• Instructions for the task: Reproduce the listing below word for word, with every line unchanged and in its original order.

• Records for this task:
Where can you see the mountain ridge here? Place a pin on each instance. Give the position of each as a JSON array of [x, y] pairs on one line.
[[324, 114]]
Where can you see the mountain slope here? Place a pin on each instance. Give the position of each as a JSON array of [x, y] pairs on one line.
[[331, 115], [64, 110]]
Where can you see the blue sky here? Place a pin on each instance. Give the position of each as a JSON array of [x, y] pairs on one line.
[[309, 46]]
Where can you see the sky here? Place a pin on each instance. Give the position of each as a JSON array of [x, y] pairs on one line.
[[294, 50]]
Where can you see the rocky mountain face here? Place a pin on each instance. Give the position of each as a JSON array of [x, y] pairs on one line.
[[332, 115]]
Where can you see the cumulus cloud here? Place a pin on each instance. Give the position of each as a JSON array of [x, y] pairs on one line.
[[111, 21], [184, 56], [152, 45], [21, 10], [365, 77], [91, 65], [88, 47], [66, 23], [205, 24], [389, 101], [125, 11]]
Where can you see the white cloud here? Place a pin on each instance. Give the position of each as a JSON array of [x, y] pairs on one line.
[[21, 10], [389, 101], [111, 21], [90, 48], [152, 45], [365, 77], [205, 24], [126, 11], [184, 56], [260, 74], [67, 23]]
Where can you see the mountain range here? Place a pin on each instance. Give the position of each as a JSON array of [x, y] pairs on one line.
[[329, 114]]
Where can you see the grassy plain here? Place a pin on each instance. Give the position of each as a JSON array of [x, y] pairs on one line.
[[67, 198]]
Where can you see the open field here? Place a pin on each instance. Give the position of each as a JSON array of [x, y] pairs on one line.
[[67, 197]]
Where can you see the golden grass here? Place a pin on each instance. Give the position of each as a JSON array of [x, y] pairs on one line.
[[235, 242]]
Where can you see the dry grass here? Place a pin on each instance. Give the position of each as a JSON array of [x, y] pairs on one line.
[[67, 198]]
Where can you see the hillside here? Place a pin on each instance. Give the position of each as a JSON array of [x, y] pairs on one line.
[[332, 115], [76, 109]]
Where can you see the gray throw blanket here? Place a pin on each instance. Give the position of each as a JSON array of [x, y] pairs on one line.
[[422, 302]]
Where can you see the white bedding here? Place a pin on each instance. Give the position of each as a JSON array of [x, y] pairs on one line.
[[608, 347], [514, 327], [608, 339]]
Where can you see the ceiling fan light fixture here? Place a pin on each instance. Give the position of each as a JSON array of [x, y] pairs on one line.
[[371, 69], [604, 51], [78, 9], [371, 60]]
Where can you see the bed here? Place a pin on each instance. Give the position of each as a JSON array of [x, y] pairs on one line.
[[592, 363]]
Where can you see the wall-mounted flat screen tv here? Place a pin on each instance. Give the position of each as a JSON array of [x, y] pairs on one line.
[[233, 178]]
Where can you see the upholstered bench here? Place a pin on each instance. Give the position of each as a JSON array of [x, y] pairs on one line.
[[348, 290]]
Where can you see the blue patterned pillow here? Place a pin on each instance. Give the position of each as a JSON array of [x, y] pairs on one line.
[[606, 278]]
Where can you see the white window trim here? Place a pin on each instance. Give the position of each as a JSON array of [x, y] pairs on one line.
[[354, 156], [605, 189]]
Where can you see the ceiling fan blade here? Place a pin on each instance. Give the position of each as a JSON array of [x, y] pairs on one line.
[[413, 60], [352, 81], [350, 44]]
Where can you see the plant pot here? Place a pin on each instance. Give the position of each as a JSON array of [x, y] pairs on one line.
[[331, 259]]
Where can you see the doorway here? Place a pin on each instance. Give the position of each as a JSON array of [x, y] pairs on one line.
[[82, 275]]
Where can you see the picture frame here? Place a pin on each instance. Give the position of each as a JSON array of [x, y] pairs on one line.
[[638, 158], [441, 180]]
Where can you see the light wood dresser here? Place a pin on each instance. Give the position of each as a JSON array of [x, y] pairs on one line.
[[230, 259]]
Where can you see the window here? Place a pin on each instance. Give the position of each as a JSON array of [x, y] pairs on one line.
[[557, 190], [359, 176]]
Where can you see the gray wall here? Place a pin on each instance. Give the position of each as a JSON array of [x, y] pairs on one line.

• Answer below:
Where can you see the mountain ridge here? Place a pin on each instance. Give the position of each as a JSON array of [x, y] pairs on one line.
[[324, 114]]
Where can you see the mountain slope here? Place a pin on each instance. Give the position of each as a JSON array of [x, y] pairs on one line.
[[331, 115], [64, 110]]
Where can you see the blue sky here? Place a pin on each instance. Give the position of each as a JSON array of [x, y] pairs on one line.
[[309, 46]]
Where can you see the sky here? Place a pin on each instance. Give the position of each as a JSON array of [x, y] pairs on one line.
[[294, 50]]
Where can you see the rocky mountain face here? Place a pin on each instance. Give the position of each as a JSON array of [x, y] pairs on one line.
[[332, 115]]
Where can you see the cumulus cloud here? Place a pin on each instance. Give the position of each as a JSON array of [x, y] pairs on one line.
[[111, 21], [184, 56], [152, 45], [21, 10], [365, 77], [91, 65], [88, 47], [66, 23], [205, 24], [389, 101], [125, 11]]
Where can you see the white cloud here? Place a pin on each instance. Give the position of each as a JSON array of [x, y] pairs on one line.
[[21, 10], [389, 101], [111, 21], [90, 48], [152, 45], [365, 77], [205, 24], [126, 11], [184, 56], [260, 74], [67, 23]]
Where can you see the mountain range here? Place a pin on each instance. Give the position of each as a JSON array of [x, y] pairs on one line.
[[329, 114]]
Where can you see the grassy plain here? Place a pin on each instance. Give the position of each as a JSON array of [x, y] pairs on one line.
[[67, 198]]
Where can you see the open field here? Place a pin on each instance. Give the position of each as a JSON array of [x, y] pairs on one line.
[[67, 197]]
Where can you see the golden grass here? Place a pin on each instance. Give the position of each as a JSON array of [x, y] pairs on one line.
[[235, 242]]
Where can you see the dry grass here? Place a pin on each instance. Give the position of each as a JSON array of [x, y] pairs on one line.
[[67, 198]]
Where can you see the hillside here? Place a pin on each instance. Give the position of each as a JSON array of [x, y] pairs on one line.
[[332, 115], [76, 109]]
Where can you see the gray throw blanket here? Place a pin on each instance. Give the position of each as a JSON array of [x, y] pairs on one line.
[[422, 302]]
Where can you see the white bedding here? Place a pin on each instance. Give the position of each as a JSON array of [x, y] pairs on one line.
[[608, 347], [514, 327], [608, 339]]
Where can you see the ceiling fan light fixture here? Place a pin on each instance. Give the position of each as a JSON array of [x, y] pairs on one line.
[[371, 69], [604, 51], [78, 9], [371, 60]]
Where can you see the bed here? Place a pin on each instance. Give the position of each as a JSON array of [x, y] pairs on one line.
[[592, 363]]
Where can you see the wall-mounted flat screen tv here? Place a pin on each instance. Give the position of each as a JSON array of [x, y] pairs on one line.
[[233, 178]]
Where can you see the upholstered bench here? Place a pin on each instance. Give the position of each as a JSON array of [x, y] pairs on one line.
[[348, 290]]
Where can you see the blue patterned pillow here? Place a pin on each instance. Give the position of each as a JSON array of [x, y] pairs on one line.
[[606, 278]]
Where can you see the white window trim here? Place a pin on each instance. Give the position of each as a JSON array of [x, y] pairs on one line.
[[354, 156], [605, 189]]
Where can you see the ceiling fan blade here? Place a pin on each instance. Give the position of each as a JSON array of [x, y] pairs on one line.
[[413, 60], [352, 81], [350, 44]]
Where can you see the plant pot here? Place a pin on each instance. Give the position of each as a JSON array of [x, y] pairs on one line.
[[331, 259]]
Where can you see the doorway here? Place a pin on each instance. Give the position of each as a JSON array of [x, y] pairs on one line.
[[82, 275]]
Where can you see the picture frame here? Place a pin on each instance. Give the position of each as a JSON array of [x, y] pairs on one line.
[[638, 158], [441, 180]]
Where can you see the light wood dresser here? Place a pin on each instance. Give the position of each as a JSON array of [x, y] pairs on one line.
[[230, 259]]
Where can you see the window here? Place a pin on each instance. Give the position of each as a JSON array of [x, y] pairs on one line.
[[557, 190], [359, 176]]
Where can you see the gray wall here? Place a pin on each instance. Give the position of each as a JSON array of [x, y] pairs on one line.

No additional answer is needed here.